(WORK TO BE COMPLETED): Recast every line of the rows below as a Markdown table with two columns, No. for the line number and Line for the line itself, omitting blank lines.

(ITEMS):

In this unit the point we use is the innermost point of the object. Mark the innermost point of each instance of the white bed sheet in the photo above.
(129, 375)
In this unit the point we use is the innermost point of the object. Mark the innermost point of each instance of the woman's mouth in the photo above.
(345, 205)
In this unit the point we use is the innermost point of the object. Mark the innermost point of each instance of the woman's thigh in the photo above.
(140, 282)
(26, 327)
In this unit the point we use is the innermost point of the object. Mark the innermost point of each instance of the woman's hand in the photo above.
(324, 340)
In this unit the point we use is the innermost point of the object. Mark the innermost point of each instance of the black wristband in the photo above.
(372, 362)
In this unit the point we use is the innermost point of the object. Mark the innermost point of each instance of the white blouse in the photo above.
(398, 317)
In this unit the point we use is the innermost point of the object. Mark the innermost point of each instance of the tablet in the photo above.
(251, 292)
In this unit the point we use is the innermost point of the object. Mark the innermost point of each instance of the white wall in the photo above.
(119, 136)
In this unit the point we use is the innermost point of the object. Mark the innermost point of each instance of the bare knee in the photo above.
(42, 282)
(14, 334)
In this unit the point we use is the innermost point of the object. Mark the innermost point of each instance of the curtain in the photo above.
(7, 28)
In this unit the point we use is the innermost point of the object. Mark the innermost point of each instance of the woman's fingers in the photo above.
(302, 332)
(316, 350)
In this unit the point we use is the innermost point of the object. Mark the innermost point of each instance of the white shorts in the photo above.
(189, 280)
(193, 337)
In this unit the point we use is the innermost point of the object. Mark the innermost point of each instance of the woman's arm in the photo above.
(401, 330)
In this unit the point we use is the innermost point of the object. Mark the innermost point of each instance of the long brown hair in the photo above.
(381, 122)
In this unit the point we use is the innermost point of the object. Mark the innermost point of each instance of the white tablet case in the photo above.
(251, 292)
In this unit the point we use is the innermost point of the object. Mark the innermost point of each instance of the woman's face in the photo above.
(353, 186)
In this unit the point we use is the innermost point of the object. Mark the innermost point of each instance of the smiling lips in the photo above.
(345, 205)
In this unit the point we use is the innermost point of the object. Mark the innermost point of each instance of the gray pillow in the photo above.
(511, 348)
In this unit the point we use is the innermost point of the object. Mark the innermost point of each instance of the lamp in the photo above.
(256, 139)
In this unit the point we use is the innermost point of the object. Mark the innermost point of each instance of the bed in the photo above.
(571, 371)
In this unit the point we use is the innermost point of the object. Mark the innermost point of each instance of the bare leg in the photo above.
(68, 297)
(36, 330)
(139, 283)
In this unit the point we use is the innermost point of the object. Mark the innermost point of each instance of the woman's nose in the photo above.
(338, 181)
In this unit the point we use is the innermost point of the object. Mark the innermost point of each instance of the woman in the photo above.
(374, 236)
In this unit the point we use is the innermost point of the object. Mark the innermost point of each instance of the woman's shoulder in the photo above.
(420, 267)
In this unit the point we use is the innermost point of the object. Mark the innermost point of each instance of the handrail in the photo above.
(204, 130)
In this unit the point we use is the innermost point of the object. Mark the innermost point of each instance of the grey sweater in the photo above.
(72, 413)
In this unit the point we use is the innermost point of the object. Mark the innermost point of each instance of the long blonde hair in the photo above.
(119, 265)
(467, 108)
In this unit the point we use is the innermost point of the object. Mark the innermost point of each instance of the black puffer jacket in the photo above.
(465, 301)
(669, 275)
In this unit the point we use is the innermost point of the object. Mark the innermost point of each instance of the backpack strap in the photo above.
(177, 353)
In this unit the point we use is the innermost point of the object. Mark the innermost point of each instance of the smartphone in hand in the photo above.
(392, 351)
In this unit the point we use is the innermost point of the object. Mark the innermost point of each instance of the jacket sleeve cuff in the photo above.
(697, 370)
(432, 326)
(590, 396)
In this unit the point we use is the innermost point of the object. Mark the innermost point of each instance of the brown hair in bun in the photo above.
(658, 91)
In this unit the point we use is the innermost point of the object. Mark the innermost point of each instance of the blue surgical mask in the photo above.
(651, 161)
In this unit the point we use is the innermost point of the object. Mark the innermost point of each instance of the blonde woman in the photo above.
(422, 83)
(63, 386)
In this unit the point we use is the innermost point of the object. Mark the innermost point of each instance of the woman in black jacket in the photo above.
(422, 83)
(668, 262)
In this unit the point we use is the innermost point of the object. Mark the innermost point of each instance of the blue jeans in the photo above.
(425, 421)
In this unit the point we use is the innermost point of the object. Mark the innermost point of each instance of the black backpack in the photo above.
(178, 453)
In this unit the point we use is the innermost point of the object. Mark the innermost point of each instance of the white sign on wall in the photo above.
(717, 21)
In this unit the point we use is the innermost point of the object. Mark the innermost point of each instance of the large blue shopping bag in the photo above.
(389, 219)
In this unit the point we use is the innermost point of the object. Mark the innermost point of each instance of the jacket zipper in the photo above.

(FULL SOLUTION):
| No. | Line |
|---|---|
| 1 | In this unit the point we use is the innermost point of the object. Mark the innermost point of each instance of the white bed sheet in the photo above. |
| 2 | (129, 375) |
| 3 | In this unit the point we use is the innermost point of the object. Mark the innermost point of each instance of the woman's mouth in the photo above. |
| 4 | (345, 205) |
| 5 | In this unit the point we use is the innermost point of the object. Mark the innermost point of each instance of the woman's thigh in the photo above. |
| 6 | (140, 282) |
| 7 | (26, 327) |
| 8 | In this unit the point we use is the innermost point of the object. Mark the innermost point of each instance of the woman's hand in the photo above. |
| 9 | (324, 340) |
| 10 | In this unit the point we use is the innermost point of the object. Mark the innermost point of each instance of the black wristband in the photo above. |
| 11 | (372, 362) |
| 12 | In this unit the point we use is the innermost point of the object. Mark the innermost point of each instance of the white blouse in the photo above. |
| 13 | (398, 317) |
| 14 | In this unit the point we use is the innermost point of the object. Mark the innermost point of each instance of the tablet in the photo above. |
| 15 | (251, 292) |
| 16 | In this unit the point we use is the innermost point of the object. Mark the innermost point of each instance of the white wall in the photo above. |
| 17 | (119, 136) |
| 18 | In this unit the point we use is the innermost point of the object. Mark the innermost point of each instance of the bare knee in the photo above. |
| 19 | (42, 282) |
| 20 | (14, 334) |
| 21 | In this unit the point we use is the innermost point of the object. Mark the innermost point of each instance of the curtain in the photo above. |
| 22 | (7, 28) |
| 23 | In this unit the point we use is the innermost point of the object. Mark the innermost point of each instance of the woman's fingers in the photo above. |
| 24 | (302, 332) |
| 25 | (316, 350) |
| 26 | In this unit the point we use is the innermost point of the object. Mark the innermost point of each instance of the white shorts in the photo above. |
| 27 | (189, 280) |
| 28 | (193, 337) |
| 29 | In this unit the point we use is the innermost point of the object. Mark the innermost point of each instance of the woman's arm in the photo above. |
| 30 | (401, 330) |
| 31 | In this unit the point we use is the innermost point of the object. Mark the innermost point of each instance of the long brown hair in the photo above. |
| 32 | (381, 122) |
| 33 | In this unit the point we use is the innermost point of the object. Mark the innermost point of each instance of the white tablet case in the photo above. |
| 34 | (251, 292) |
| 35 | In this unit the point we use is the innermost point of the object. Mark the innermost point of each instance of the woman's face in the photo above. |
| 36 | (353, 186) |
| 37 | In this unit the point we use is the innermost point of the object. Mark the innermost point of each instance of the smiling lips in the photo above. |
| 38 | (345, 205) |
| 39 | In this unit the point we use is the innermost point of the object. Mark the innermost point of each instance of the gray pillow in the photo above. |
| 40 | (511, 348) |
| 41 | In this unit the point we use is the innermost point of the object. Mark the innermost point of each instance of the lamp in the photo above. |
| 42 | (256, 139) |
| 43 | In this unit the point we use is the innermost point of the object. Mark the innermost point of each instance of the bed in the photo above. |
| 44 | (571, 371) |
| 45 | In this unit the point we use is the innermost point of the object. Mark the innermost point of each instance of the bare leg in the photo above. |
| 46 | (68, 297) |
| 47 | (36, 330) |
| 48 | (139, 283) |
| 49 | In this unit the point we use is the innermost point of the object. Mark the innermost point of each instance of the woman's nose in the photo above. |
| 50 | (338, 181) |
| 51 | In this unit the point we use is the innermost point of the object. Mark the innermost point of each instance of the woman in the photo above. |
| 52 | (374, 236) |
| 53 | In this unit the point we use is the innermost point of the object. Mark the innermost point of each instance of the woman's shoulder in the photo above. |
| 54 | (420, 267) |
| 55 | In this unit the point we use is the innermost point of the object. Mark the innermost point of each instance of the handrail in the photo above. |
| 56 | (204, 130) |
| 57 | In this unit the point we use is the innermost point of the object. Mark the innermost point of each instance of the grey sweater in the photo above. |
| 58 | (72, 413) |
| 59 | In this unit the point we use is the innermost point of the object. Mark the innermost point of each instance of the long blonde hair in the photo above. |
| 60 | (119, 265) |
| 61 | (467, 108) |
| 62 | In this unit the point we use is the innermost point of the object. Mark the innermost point of each instance of the black puffer jacket in the photo above. |
| 63 | (465, 301) |
| 64 | (669, 275) |
| 65 | In this unit the point we use is the innermost point of the object. Mark the innermost point of each instance of the backpack strap in the photo above. |
| 66 | (177, 353) |
| 67 | In this unit the point we use is the innermost point of the object. Mark the innermost point of each instance of the smartphone in hand in the photo above. |
| 68 | (392, 351) |
| 69 | In this unit the point we use is the innermost point of the object. Mark the innermost point of each instance of the jacket sleeve cuff in the photo above. |
| 70 | (697, 370) |
| 71 | (432, 326) |
| 72 | (590, 396) |
| 73 | In this unit the point we use is the innermost point of the object. Mark the innermost point of each instance of the brown hair in bun in the photo above. |
| 74 | (658, 91) |
| 75 | In this unit the point we use is the innermost point of the object. Mark the innermost point of each instance of the blue surgical mask in the photo above. |
| 76 | (651, 161) |
| 77 | In this unit the point we use is the innermost point of the object. Mark the innermost point of each instance of the blonde woman in the photo above. |
| 78 | (422, 83) |
| 79 | (63, 386) |
| 80 | In this unit the point we use is the innermost point of the object. Mark the innermost point of each instance of the woman in black jacket in the photo above. |
| 81 | (422, 83) |
| 82 | (668, 262) |
| 83 | In this unit the point we use is the innermost point of the object. Mark the innermost point of each instance of the blue jeans in the photo above. |
| 84 | (425, 421) |
| 85 | In this unit the point we use is the innermost point of the object. Mark the innermost point of each instance of the black backpack in the photo above. |
| 86 | (178, 453) |
| 87 | In this unit the point we use is the innermost point of the object. Mark the innermost point of each instance of the white sign on wall in the photo above. |
| 88 | (717, 21) |
| 89 | In this unit the point we use is the innermost point of the object. Mark the innermost point of each instance of the large blue shopping bag in the photo above. |
| 90 | (389, 219) |
| 91 | In this unit the point we use is the innermost point of the object. Mark the innermost point of each instance of the jacket zipper in the photo above. |